■ **PROBLEM REQUIREMENTS**
Copy every entry precisely.
— Start INPUT ROWS —
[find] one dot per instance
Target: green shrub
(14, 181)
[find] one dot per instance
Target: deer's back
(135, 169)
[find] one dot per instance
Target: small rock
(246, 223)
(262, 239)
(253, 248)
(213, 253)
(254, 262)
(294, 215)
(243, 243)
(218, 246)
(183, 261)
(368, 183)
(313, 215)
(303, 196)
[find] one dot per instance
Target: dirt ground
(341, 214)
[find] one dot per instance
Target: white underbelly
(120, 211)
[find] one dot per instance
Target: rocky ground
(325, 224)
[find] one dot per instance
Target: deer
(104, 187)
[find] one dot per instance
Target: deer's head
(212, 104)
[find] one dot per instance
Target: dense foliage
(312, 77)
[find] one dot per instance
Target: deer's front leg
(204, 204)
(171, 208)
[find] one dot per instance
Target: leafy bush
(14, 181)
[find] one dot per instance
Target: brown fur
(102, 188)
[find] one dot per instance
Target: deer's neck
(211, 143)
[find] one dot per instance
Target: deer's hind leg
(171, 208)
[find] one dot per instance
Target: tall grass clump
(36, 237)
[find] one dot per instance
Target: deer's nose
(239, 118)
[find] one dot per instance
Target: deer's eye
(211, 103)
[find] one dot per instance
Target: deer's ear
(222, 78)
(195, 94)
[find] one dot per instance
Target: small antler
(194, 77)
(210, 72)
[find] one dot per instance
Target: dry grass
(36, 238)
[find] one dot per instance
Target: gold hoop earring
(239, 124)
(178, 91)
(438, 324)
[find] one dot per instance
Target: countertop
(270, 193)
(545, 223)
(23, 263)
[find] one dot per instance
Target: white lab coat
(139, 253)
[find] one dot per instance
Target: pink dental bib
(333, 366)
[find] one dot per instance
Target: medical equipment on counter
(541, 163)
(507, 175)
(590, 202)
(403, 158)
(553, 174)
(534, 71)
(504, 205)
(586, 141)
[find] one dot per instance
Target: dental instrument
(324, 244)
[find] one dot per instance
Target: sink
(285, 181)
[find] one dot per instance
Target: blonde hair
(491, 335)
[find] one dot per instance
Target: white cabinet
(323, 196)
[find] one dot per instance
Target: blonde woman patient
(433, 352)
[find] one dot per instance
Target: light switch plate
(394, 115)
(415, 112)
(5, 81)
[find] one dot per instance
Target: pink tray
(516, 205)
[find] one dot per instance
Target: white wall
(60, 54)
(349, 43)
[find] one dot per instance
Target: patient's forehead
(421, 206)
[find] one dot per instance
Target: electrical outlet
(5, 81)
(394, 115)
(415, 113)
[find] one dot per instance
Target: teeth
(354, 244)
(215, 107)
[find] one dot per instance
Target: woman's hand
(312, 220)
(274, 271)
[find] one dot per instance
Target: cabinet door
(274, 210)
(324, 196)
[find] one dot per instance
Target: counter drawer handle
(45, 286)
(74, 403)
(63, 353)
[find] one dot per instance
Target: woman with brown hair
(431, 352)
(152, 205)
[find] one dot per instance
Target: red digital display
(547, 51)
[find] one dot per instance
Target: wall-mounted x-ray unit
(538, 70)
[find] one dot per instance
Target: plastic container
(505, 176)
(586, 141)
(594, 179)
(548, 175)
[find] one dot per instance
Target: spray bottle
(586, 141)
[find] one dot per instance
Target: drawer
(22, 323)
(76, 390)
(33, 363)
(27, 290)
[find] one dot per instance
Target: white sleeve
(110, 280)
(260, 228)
— End INPUT ROWS —
■ **ANSWER TO THE TASK**
[find] one dot per instance
Target: green shrub
(14, 181)
[find] one dot per instance
Target: deer's back
(135, 169)
[find] one dot per instance
Target: small rock
(246, 223)
(262, 239)
(253, 248)
(213, 253)
(254, 262)
(294, 215)
(243, 243)
(218, 246)
(183, 261)
(368, 183)
(313, 215)
(303, 196)
[find] one dot per instance
Target: dirt ground
(341, 214)
[find] one dot per instance
Target: white underbelly
(120, 211)
[find] one dot per instance
Target: rocky ground
(325, 224)
[find] one dot per instance
Target: deer
(104, 187)
[find] one dot per instance
Target: deer's head
(212, 104)
[find] one dot per instance
Target: dense foliage
(312, 77)
[find] one dot per instance
Target: deer's front leg
(204, 204)
(171, 208)
[find] one dot per instance
Target: leafy bush
(14, 181)
[find] one dot per instance
Target: brown fur
(102, 188)
[find] one dot per instance
Target: deer's neck
(211, 143)
[find] one dot per instance
Target: deer's hind leg
(171, 208)
[find] one dot per instance
Target: tall grass clump
(36, 237)
[find] one dot per instance
Target: deer's nose
(239, 118)
[find] one dot per instance
Target: deer's eye
(211, 103)
[find] one dot per instance
Target: deer's ear
(222, 78)
(195, 94)
[find] one dot per instance
Target: small antler
(194, 77)
(210, 72)
[find] one dot per instance
Target: dry grass
(36, 238)
[find] one dot per instance
Target: gold hoop earring
(239, 124)
(178, 91)
(438, 324)
[find] one dot per instance
Target: countertop
(270, 193)
(545, 223)
(23, 263)
[find] one dot per instance
Target: white lab coat
(139, 253)
[find] one dot per instance
Target: pink dental bib
(333, 366)
[find] one dot per instance
Target: medical equipment on counter
(541, 163)
(507, 175)
(590, 202)
(403, 158)
(553, 174)
(534, 71)
(504, 205)
(586, 141)
[find] one dot per instance
Target: dental instrument
(324, 244)
[find] one dot per instance
Target: sink
(285, 181)
[find] one dot per instance
Target: blonde hair
(491, 335)
[find] one dot per instance
Target: white cabinet
(323, 196)
[find] one dot per instance
Target: blonde woman patient
(433, 352)
[find] one dot per instance
Target: light switch plate
(394, 115)
(415, 112)
(5, 81)
[find] one dot per instance
Target: pink tray
(516, 205)
[find] one dot per instance
Target: white wall
(60, 54)
(349, 43)
[find] one dot per instance
Target: patient's forehead
(421, 206)
[find] one dot per instance
Target: electrical outlet
(5, 81)
(394, 115)
(415, 113)
[find] one dot per instance
Target: teeth
(354, 244)
(215, 107)
[find] one dot per instance
Target: woman's hand
(312, 220)
(274, 271)
[find] one dot per instance
Target: cabinet door
(274, 210)
(324, 196)
[find] one dot per instance
Target: counter drawer handle
(45, 286)
(74, 403)
(63, 353)
[find] one dot per instance
Target: woman with brown hair
(431, 352)
(152, 205)
[find] one dot per instance
Target: red digital display
(547, 51)
[find] one dot per instance
Target: wall-mounted x-ray unit
(538, 70)
[find] one dot per instance
Target: plastic container
(505, 176)
(586, 141)
(594, 179)
(548, 175)
[find] one dot per instance
Target: spray bottle
(586, 141)
[find] one dot per instance
Target: drawer
(22, 323)
(76, 390)
(33, 363)
(27, 290)
[find] one dot per instance
Target: white sleeve
(110, 280)
(260, 228)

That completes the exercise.